10.          Having taken submissions I reserved my decision.



FINDINGS

11.          The Judge was concerned with applications for asylum brought by a father and son. It is clear from the Judge's decision that he was fully aware of how the claim was being presented. This is evidenced by his summary of the appellants' claims between paragraphs [8] and [22] of the decision.

12.          Mr Dixon raised five grounds of appeal before me. In giving permission to appeal Judge of the First-tier Tribunal Grant gave no reasons for finding there may be an error in law.

13.          The first ground centred around the Judge's approach to witness PS. Mr Dixon submitted that the Judge failed to have regard to the fact witness PS personally visited and when assessing this aspect of the appellant's appeal he applied the wrong burden of proof.

14.          The Judge clearly considered the significance of witness PS in his decision and in reviewing this ground of appeal I have reviewed paragraphs [18] and [19], [43], [48] and [63] of the Judge's decision. The arguments advanced both in writing and orally by Mr Dixon take issue with how the Judge assessed this witness. However, the Judge noted the appellant's claim and his response to questions put to him and at paragraph [63] made findings. It is those findings that Mr Dixon challenges because he submits more weight should have been attached to a personal visit by witness PS. The Judge found the issues raised to be speculative and not well-founded relying on the first-named appellant's own belief that it was possible witness PS might not have been involved in any of his subsequent problems. The Judge clearly did not accept what Mr Dixon advances and having given detailed reasons for his findings on this ground I find no merit to this aspect of his submissions.

15.          Mr Dixon submitted the Judge applied the wrong standard of proof in paragraph [63] when he wrote "In the light of A1's resignation from his work it is not implausible to think of a more innocent approach for any such visits." The standard of proof in asylum cases is the lower standard of proof namely " a reasonable degree of likelihood." At paragraph [52] of his decision the Judge set out the correct standard of proof and I am satisfied that in considering the issue relating to witness PS he would have in mind the correct standard of proof. The use of the word implausible implies "not likely" and whilst the Judge's wording may have been clumsy I am satisfied there was no error.

16.          Mr Dixon's second ground of appeal centred on the Judge's finding that the appellant could have produced text messages to support his claim. In ST (Corroboration - Kasolo) Ethiopia [2004] UKIAT 00119 the Tribunal said that i t was a misdirection to imply that corroboration was necessary for a positive credibility finding. However, the fact that corroboration was not required did not mean that an Adjudicator was required to leave out of account the absence of documentary evidence, which could reasonably be expected: the Adjudicator was entitled to comment that it would not have been difficult to provide the relevant documents in this case. In Gedow, Abdulkadir and Mohammed v SSHD 2006 EWCA 1342 the Immigration Judge noted that the Somali appellant claimed that an uncle had funded his journey and the Immigration Judge referred to "the absence of any corroborative evidence by letter or any other means from his paternal uncle". The Immigration Judge was attacked on appeal for erroneously requiring corroboration, but the Court of Appeal said that he was not; he was merely drawing a conclusion from the absence of corroboration; and he was entitled to do so, so long as he bore in mind the difficulties faced by asylum seekers in producing corroborative evidence. In TK (Burundi) v SSHD (2009) EWCA Civ 40 the Court of Appeal said that where there were circumstances in which evidence corroborating the appellant's evidence was easily obtainable, the lack of such evidence must affect the assessment of the appellant's credibility. It followed that where a judge in assessing credibility relied on the fact that there was no independent supporting evidence where there should be and there was no credible account for its absence, he committed no error of law when he relied on that fact for rejecting the account of the appellant. In this case the evidence concerned a partner in the UK. In MST and others (Disclosure - restrictions - implied undertaking) Eritrea [2016] UKUT 337 (IAC) it was held that w here uncorroborated and/or anonymous evidence is received, the Tribunal's task is to scrutinise it with caution and to attribute such weight as is considered appropriate.

▶ Record set
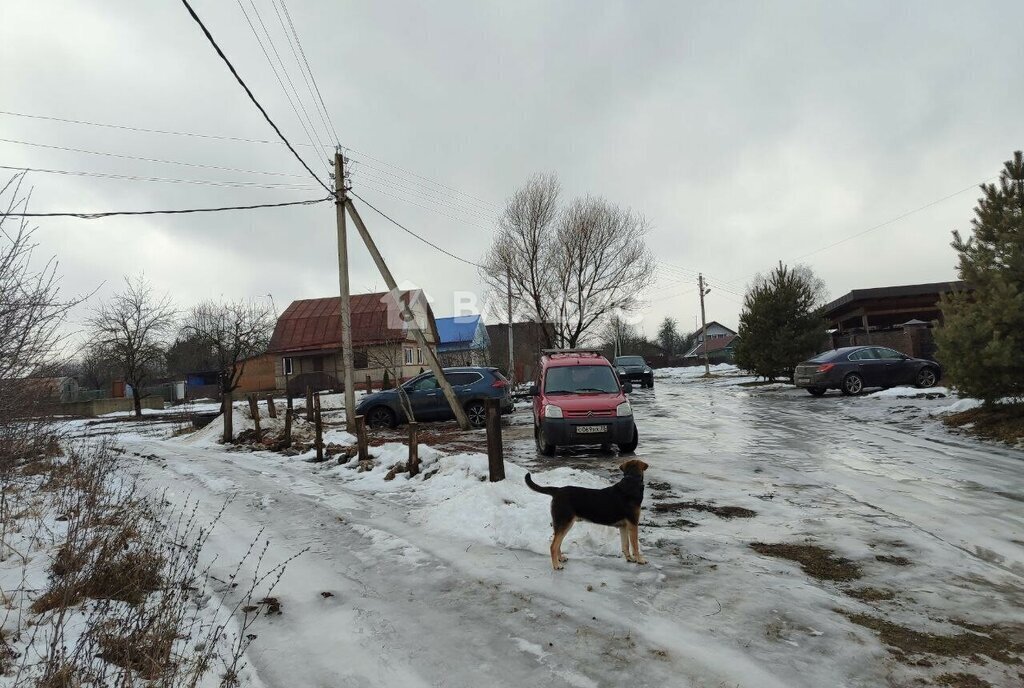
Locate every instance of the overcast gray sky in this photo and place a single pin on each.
...
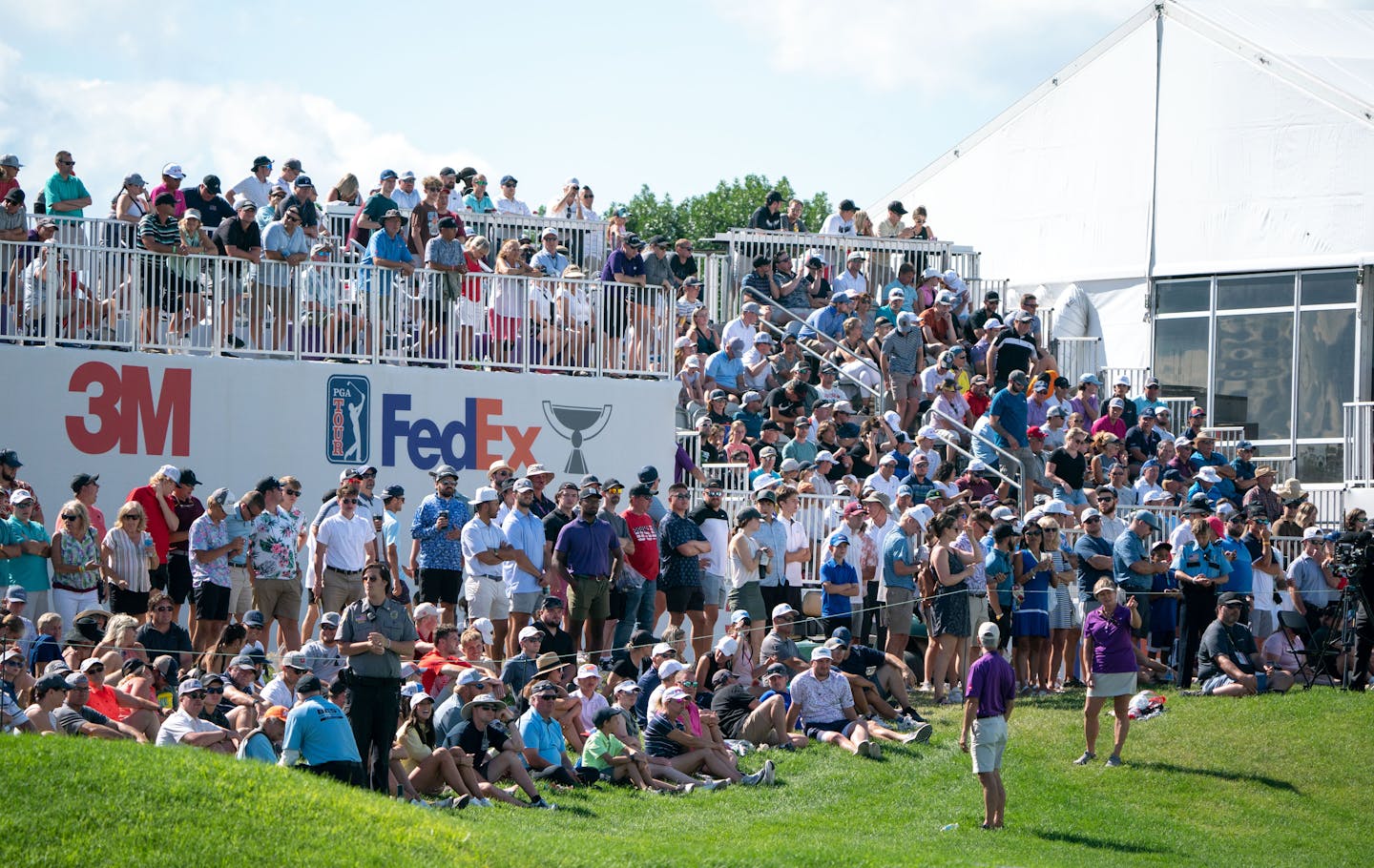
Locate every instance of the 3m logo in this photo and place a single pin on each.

▶ Your instructions
According to the appeal decision, what is the standard of proof in asylum cases? The records play no part in this work.

▶ Task response
The lower standard of proof, namely "a reasonable degree of likelihood."